◆ **任务说明 A**: 请根据文档摘录中 install_config.conf 的配置内容，列出所有取值为目录路径的参数名及其对应的路径。
◆ **任务说明 B**:
请根据文档摘录回答以下问题：
(i) 创建 dolphinscheduler 数据库时指定的默认字符集是什么？
(ii) 配置中的部署用户是谁？
(iii) 注册中心插件设置为哪一个？

◆ **文档摘录**:
○ ○ ○ ○ ○ ○ ○

CREATE DATABASE dolphinscheduler DEFAULT CHARACTER SET utf8 DEFAULT COLLATE utf8_general_ci;
CREATE USER 'dolphinscheduler'@'%' IDENTIFIED BY 'dolphinscheduler';
GRANT ALL PRIVILEGES ON dolphinscheduler.* TO 'dolphinscheduler'@'%';
flush privileges;

配置一键部署脚本

vim /opt/module/apache-dolphinscheduler-2.0.5-bin/conf/config/install_config.conf
# 要部署的集群地址
ips="hadoop102,hadoop103,hadoop104"
# master地址:负责 DAG 任务切分、任务提交、任务监控
masters="hadoop102"
# WorkerServer地址:负责任务的执行和提供日志服务
workers="hadoop102:default,hadoop103:default,hadoop104:default"
# alertServer地址:提供告警相关服务
alertServer="hadoop103"
# API接口层:主要负责处理前端UI层的请求
apiServers="hadoop104"
# 注释
# pythonGatewayServers="ds1"
# DS安装地址,不存在会自动创建
installPath="/opt/module/dolphinscheduler"
# 部署用户
deployUser="root"
# DS本地数据存储目录
dataBasedirPath="/opt/module/dolphinscheduler/data"
# JAVA路径
javaHome="/opt/module/jdk1.8.0_212"
# 指定元数据库类型
DATABASE_TYPE=${DATABASE_TYPE:-"mysql"}
# 数据库URL
SPRING_DATASOURCE_URL=${SPRING_DATASOURCE_URL:-"jdbc:mysql://hadoop102:3306/dolphinscheduler?useUnicode=true&allowPublicKeyRetrieval=true&characterEncoding=UTF-8"}
# 数据库用户名
SPRING_DATASOURCE_USERNAME=${SPRING_DATASOURCE_USERNAME:-"dolphinscheduler"}
# 数据库密码
PRING_DATASOURCE_PASSWORD=${SPRING_DATASOURCE_PASSWORD:-"dolphinscheduler"}
# 注册中心插件
registryPluginName="zookeeper"
# ZK集群地址
registryServers="hadoop102:2181,hadoop103:2181,hadoop104:2181"

○ ○ ○ ○ ○ ○ ○

◆ **记录集**:
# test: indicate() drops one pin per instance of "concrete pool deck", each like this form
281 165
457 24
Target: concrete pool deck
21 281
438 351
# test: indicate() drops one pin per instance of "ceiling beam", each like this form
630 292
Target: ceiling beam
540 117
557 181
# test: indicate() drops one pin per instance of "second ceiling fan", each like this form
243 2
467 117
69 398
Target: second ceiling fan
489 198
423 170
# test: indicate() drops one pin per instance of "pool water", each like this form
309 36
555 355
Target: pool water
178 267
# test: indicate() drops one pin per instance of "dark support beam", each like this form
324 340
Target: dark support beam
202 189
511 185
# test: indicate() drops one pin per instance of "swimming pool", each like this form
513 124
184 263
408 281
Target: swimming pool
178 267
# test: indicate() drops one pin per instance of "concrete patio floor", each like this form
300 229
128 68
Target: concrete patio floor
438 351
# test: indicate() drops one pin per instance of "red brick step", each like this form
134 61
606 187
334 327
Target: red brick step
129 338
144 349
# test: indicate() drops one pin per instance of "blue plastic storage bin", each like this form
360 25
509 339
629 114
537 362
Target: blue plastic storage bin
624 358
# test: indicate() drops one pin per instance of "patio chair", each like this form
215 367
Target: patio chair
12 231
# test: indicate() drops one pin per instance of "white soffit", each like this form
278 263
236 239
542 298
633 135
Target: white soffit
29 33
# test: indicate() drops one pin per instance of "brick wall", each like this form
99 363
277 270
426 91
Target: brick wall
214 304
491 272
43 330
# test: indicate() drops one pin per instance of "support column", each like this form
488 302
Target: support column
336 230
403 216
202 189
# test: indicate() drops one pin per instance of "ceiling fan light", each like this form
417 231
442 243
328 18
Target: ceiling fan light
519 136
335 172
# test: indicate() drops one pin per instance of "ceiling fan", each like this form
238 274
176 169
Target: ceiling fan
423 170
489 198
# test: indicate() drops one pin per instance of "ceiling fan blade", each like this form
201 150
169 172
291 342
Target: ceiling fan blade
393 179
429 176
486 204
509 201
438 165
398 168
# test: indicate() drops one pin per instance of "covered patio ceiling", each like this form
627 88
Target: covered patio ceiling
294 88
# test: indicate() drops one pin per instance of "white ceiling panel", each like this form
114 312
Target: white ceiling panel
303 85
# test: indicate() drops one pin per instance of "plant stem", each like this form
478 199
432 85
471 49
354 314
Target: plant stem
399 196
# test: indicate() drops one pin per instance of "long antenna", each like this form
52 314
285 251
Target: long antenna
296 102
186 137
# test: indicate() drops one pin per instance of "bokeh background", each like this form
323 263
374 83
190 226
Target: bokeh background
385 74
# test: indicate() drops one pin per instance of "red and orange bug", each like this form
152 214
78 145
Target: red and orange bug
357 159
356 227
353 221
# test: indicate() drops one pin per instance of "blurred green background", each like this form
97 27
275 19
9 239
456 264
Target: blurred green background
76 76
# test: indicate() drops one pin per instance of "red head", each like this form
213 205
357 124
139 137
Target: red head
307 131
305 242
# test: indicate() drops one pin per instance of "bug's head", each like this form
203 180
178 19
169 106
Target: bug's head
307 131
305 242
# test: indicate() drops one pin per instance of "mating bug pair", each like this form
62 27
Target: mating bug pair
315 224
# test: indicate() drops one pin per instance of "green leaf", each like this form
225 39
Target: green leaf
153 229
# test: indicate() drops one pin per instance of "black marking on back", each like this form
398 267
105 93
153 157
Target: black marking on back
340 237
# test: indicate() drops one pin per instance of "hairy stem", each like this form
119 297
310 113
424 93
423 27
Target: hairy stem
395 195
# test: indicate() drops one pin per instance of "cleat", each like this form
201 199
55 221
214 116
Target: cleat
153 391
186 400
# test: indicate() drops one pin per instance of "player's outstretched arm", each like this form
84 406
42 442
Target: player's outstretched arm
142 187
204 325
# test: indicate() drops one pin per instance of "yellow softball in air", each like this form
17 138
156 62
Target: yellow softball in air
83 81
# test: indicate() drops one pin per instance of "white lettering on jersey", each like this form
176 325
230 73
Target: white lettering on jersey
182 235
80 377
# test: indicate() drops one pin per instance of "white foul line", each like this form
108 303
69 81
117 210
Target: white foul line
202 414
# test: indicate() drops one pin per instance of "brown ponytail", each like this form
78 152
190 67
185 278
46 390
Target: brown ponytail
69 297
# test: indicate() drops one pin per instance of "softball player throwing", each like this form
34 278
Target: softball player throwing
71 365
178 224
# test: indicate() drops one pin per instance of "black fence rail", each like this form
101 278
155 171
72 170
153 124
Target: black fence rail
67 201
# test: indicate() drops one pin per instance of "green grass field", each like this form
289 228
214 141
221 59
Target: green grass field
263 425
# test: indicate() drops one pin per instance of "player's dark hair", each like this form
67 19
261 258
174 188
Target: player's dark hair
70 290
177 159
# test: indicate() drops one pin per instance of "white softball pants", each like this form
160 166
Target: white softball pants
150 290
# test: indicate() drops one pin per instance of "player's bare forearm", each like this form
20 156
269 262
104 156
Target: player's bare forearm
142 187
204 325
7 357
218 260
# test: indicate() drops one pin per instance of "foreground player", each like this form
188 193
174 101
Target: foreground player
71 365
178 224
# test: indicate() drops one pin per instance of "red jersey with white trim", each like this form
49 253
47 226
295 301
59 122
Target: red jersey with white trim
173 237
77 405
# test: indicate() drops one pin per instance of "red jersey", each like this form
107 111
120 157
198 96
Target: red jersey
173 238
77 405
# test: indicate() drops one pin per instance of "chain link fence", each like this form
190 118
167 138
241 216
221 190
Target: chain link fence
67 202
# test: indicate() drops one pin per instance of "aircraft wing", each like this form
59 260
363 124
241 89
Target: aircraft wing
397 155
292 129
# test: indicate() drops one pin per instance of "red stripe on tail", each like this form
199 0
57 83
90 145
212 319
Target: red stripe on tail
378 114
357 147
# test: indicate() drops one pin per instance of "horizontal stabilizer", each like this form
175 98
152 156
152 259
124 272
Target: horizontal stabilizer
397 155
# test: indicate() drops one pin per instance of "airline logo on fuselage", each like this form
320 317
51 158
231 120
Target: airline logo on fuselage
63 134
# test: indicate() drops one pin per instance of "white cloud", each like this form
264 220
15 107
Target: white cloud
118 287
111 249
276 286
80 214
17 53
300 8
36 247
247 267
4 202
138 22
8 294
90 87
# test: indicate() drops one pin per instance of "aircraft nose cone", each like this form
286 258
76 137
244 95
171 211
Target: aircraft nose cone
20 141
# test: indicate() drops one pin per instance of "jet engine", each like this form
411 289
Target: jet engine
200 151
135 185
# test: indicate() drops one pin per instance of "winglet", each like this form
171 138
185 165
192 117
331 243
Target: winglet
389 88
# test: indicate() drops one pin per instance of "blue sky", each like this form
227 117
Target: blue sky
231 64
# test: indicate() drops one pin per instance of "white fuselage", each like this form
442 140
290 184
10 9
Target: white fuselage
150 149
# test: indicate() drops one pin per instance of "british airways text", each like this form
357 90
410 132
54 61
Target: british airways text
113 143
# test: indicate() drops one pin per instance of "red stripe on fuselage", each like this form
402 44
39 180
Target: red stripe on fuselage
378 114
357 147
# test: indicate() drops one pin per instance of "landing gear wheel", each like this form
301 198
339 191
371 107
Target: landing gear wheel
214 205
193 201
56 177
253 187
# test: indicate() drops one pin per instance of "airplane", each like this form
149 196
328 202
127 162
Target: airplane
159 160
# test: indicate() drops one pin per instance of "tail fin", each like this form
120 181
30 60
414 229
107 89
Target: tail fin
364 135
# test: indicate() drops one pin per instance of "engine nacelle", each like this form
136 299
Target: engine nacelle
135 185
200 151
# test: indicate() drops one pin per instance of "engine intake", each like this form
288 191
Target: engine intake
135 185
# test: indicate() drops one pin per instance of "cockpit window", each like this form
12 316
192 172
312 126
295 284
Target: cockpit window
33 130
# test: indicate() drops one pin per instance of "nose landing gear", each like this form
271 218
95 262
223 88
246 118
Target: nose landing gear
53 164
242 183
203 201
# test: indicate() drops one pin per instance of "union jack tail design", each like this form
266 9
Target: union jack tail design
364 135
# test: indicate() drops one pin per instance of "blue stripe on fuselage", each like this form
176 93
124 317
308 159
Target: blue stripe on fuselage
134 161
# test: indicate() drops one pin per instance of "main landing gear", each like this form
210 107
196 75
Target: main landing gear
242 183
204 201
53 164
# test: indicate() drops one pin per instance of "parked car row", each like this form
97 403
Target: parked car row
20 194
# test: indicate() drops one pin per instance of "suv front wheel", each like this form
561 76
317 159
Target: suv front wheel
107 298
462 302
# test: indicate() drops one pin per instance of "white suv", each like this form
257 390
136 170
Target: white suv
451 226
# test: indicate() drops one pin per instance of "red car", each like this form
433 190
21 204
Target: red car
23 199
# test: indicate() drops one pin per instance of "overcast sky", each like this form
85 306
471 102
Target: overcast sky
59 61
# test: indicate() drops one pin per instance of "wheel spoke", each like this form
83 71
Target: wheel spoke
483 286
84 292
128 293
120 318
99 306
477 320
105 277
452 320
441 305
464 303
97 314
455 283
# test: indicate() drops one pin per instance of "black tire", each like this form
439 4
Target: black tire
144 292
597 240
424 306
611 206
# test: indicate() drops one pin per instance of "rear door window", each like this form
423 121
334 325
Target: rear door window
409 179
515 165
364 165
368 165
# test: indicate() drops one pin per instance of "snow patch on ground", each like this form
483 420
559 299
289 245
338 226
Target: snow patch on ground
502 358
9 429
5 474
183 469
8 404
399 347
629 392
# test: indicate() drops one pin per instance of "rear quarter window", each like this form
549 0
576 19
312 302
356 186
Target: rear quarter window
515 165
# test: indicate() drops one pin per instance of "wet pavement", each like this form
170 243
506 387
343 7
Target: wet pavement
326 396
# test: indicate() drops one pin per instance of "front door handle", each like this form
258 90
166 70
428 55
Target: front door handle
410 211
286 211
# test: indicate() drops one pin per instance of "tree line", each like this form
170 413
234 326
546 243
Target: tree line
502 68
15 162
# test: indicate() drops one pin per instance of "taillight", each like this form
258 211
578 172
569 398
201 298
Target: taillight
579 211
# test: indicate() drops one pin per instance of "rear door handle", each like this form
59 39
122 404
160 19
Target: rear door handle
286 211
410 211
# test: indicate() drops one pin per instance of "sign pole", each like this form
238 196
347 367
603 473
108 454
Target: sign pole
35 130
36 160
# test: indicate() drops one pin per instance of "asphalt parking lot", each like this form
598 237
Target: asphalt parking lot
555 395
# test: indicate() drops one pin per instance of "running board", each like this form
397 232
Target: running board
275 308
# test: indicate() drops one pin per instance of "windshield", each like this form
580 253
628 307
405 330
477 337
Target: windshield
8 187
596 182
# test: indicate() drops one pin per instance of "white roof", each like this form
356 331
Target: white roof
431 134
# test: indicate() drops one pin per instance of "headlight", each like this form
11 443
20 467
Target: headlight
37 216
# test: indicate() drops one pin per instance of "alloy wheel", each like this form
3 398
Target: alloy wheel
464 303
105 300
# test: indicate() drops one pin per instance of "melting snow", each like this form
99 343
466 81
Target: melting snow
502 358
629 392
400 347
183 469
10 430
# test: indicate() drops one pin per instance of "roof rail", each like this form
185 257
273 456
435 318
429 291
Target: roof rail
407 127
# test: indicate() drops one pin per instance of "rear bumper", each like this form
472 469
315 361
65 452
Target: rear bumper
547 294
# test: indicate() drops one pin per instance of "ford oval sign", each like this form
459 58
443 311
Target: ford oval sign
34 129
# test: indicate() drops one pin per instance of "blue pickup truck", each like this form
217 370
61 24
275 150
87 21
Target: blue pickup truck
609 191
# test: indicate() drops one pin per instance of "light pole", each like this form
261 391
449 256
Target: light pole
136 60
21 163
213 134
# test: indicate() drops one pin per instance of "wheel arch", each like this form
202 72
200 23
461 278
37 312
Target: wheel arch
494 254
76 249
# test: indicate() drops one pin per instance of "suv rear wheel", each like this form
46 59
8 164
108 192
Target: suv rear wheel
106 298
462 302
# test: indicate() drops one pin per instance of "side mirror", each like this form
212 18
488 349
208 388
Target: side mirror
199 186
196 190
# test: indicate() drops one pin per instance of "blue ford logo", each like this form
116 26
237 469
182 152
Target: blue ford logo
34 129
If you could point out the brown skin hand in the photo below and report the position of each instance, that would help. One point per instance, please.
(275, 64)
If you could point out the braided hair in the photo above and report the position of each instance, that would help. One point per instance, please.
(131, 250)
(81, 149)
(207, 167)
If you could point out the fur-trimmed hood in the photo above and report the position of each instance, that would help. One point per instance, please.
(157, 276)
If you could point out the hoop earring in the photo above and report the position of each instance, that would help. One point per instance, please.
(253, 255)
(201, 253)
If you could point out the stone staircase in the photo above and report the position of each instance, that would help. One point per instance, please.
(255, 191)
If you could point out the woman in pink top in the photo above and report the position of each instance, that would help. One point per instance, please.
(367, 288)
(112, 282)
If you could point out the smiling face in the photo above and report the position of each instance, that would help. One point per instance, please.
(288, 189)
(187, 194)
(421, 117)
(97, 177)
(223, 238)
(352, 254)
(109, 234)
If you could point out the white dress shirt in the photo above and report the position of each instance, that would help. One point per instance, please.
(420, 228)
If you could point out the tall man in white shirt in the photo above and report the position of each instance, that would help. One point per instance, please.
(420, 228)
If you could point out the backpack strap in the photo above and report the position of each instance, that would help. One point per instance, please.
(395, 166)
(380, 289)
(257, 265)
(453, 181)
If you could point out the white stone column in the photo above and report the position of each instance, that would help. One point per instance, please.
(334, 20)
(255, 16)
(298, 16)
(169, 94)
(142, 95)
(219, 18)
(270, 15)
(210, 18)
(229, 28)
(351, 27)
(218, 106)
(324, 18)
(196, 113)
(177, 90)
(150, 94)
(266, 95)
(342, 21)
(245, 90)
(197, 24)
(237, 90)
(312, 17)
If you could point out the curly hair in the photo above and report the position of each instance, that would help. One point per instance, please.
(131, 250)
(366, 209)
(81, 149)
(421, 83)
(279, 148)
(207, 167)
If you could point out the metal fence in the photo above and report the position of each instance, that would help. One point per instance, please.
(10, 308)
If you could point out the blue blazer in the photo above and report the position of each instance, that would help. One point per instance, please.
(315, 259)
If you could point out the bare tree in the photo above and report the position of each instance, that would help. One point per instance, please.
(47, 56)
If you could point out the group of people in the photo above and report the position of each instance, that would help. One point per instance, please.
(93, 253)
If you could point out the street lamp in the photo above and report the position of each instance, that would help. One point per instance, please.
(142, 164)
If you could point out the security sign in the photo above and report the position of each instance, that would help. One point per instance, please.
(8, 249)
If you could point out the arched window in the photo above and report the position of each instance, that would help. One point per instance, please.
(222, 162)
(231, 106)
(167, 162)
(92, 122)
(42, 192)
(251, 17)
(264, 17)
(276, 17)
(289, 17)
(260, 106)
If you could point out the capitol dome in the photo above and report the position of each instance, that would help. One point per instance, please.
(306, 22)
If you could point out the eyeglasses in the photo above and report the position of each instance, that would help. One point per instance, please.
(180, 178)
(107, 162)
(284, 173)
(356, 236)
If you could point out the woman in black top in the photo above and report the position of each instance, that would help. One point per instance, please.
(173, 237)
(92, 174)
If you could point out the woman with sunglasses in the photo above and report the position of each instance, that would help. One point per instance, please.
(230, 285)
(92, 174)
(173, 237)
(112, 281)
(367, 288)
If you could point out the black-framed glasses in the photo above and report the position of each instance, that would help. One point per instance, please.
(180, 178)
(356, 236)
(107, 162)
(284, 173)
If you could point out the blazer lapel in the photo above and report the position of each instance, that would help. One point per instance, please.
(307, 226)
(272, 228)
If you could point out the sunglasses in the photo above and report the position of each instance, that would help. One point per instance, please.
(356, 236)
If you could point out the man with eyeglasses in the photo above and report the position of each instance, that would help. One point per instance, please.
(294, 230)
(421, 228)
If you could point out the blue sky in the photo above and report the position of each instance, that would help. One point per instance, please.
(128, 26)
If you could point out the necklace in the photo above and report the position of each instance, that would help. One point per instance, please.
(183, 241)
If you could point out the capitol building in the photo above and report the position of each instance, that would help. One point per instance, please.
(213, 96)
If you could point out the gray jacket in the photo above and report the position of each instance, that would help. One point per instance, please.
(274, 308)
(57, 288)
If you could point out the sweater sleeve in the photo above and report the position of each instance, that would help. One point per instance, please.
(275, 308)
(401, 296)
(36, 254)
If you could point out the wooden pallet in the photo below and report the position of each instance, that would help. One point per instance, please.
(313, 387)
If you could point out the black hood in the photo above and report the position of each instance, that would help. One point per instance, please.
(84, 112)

○ ○ ○ ○ ○ ○ ○

◆ **任务回答 A**:
installPath="/opt/module/dolphinscheduler"
dataBasedirPath="/opt/module/dolphinscheduler/data"
javaHome="/opt/module/jdk1.8.0_212"

◆ **任务回答 B**:
(i) utf8
(ii) root
(iii) zookeeper